>>>

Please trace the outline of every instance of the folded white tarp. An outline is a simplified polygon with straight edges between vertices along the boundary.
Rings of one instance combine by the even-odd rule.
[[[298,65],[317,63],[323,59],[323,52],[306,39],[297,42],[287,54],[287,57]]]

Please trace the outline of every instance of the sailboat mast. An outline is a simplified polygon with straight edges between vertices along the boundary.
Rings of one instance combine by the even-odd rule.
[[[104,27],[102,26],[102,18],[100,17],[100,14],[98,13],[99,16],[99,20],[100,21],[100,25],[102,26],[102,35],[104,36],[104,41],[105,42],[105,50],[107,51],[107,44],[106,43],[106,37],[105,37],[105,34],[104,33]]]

<<<

TASK REQUIREMENTS ▸ Rewrite the lines above as a numbered list, omitting blank lines.

RESPONSE TO THE EXERCISE ▸
1. Please trace the outline of every instance of the folded white tarp. An outline is a simplified polygon with straight edges between vertices along the boundary.
2. Rings of one instance combine by the even-odd rule.
3. [[[298,65],[317,63],[323,59],[323,52],[306,39],[297,42],[287,54],[287,57]]]
4. Please trace the outline of every instance of the sailboat mast. An outline is a simplified polygon with straight edges between vertices along the boundary.
5. Rings of one instance combine by the even-odd rule.
6. [[[104,27],[102,26],[102,18],[100,17],[100,14],[98,13],[99,16],[99,20],[100,21],[100,25],[102,26],[102,35],[104,36],[104,41],[105,42],[105,50],[107,51],[107,44],[106,43],[106,37],[105,37],[105,34],[104,33]]]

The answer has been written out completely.